» **Data to process**
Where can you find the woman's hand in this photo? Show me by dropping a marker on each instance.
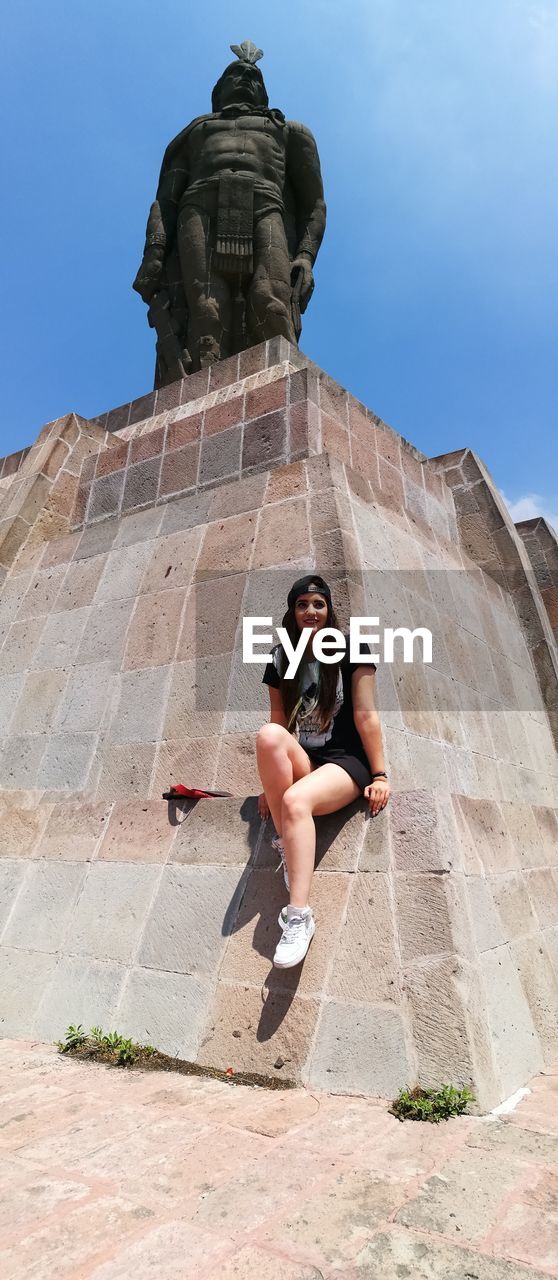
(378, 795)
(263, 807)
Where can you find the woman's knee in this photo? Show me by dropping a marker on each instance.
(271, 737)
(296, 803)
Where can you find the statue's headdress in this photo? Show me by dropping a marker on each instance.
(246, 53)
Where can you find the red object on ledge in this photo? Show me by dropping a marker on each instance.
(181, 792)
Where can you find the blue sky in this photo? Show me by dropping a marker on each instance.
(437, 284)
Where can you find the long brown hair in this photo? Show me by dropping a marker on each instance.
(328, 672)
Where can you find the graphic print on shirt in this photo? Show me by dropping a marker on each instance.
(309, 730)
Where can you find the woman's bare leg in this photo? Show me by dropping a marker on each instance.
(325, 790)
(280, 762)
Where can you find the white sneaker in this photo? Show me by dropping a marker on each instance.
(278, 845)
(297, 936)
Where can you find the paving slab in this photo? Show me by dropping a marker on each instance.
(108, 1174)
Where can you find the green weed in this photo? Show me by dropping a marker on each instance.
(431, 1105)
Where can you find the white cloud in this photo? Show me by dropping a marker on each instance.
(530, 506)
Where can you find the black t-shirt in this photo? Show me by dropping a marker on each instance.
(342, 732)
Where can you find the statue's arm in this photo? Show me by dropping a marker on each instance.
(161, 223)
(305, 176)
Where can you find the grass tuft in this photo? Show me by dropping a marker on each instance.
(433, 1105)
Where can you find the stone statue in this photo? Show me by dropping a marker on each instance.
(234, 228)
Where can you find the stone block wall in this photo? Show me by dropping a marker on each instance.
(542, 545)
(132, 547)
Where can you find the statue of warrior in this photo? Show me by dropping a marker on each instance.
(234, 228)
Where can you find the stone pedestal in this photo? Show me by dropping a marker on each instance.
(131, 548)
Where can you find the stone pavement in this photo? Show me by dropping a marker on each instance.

* * *

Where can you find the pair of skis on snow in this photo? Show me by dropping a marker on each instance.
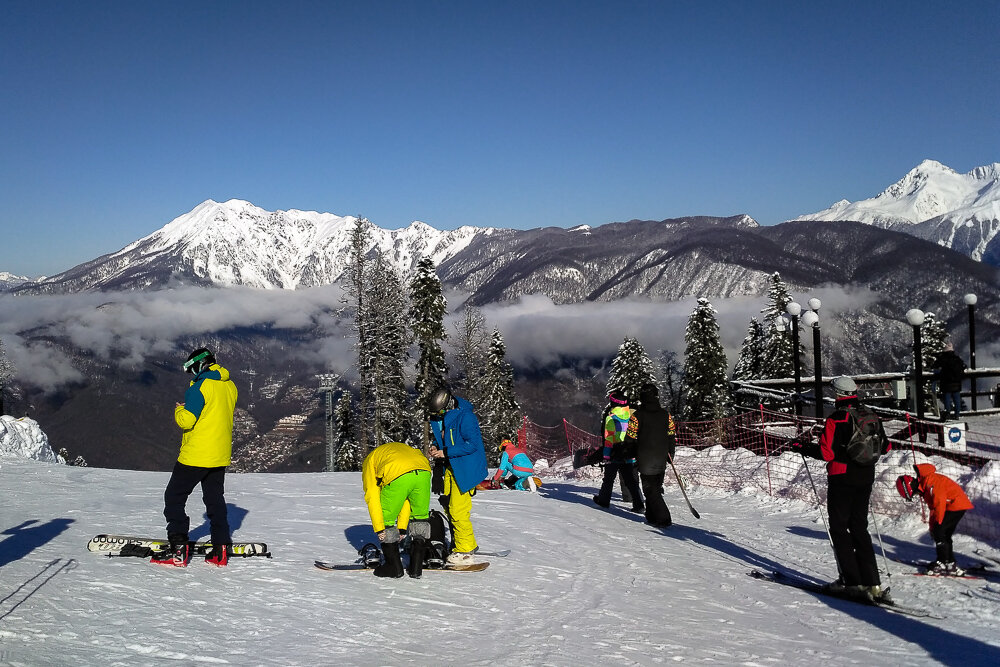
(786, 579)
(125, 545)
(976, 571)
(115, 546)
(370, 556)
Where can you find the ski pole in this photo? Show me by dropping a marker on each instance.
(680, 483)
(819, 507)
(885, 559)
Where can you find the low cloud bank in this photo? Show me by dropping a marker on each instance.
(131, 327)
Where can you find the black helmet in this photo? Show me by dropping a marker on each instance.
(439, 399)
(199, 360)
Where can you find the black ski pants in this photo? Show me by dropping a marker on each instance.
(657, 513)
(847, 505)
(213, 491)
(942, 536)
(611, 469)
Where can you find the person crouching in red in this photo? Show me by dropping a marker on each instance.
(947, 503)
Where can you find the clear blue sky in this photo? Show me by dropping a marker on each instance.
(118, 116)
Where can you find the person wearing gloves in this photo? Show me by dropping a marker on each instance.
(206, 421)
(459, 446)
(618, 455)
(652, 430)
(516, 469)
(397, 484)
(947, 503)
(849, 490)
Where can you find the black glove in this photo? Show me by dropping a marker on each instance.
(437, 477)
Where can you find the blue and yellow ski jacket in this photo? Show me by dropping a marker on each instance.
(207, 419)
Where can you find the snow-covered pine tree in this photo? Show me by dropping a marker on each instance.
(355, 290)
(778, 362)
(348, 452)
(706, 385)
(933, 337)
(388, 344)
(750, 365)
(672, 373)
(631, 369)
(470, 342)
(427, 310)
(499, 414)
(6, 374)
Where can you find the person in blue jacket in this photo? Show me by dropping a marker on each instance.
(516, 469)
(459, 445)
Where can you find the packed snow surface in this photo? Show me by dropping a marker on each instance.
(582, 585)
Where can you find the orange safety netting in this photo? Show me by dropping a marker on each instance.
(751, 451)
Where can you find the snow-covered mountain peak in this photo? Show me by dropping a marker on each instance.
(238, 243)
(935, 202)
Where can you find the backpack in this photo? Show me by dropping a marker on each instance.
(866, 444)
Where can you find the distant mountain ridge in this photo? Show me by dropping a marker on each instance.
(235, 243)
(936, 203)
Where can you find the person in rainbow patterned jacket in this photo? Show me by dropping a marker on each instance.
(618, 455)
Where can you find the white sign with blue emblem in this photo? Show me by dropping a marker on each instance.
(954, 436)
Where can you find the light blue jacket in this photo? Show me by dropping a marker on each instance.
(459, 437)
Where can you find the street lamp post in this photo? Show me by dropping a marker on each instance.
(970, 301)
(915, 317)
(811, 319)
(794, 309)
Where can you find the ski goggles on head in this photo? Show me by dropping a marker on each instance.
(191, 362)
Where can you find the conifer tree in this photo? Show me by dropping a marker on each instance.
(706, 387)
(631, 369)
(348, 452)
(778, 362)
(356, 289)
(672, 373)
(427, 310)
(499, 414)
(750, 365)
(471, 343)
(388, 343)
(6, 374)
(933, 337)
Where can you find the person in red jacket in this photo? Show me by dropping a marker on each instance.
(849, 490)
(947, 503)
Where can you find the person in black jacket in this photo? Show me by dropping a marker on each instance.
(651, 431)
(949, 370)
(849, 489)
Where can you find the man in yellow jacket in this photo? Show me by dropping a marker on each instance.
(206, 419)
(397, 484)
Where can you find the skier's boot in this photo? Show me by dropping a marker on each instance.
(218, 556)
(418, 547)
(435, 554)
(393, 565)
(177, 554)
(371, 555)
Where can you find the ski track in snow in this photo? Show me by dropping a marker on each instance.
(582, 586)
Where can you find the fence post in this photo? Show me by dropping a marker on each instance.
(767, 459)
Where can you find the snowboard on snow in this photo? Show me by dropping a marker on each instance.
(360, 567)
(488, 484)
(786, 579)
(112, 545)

» **Exercise aim**
Write out every row above exactly as it stands, from the line containing "Where can you find the stone block" down through the line containing "Where can you find the stone pavement", with both of those lines included.

» **Result of the task**
Where can you find the stone block wall in this photo? Show me by dropping a marker on each instance.
(542, 545)
(132, 547)
Where can you find the statue of warrior in this photo? Show me by dropping a marker on each instance.
(234, 228)
Where can you find the stone pedestal in this photo? Show me by dropping a marker on each instance.
(131, 548)
Where can you find the stone pavement in this photo? Show me by dropping a marker on each instance.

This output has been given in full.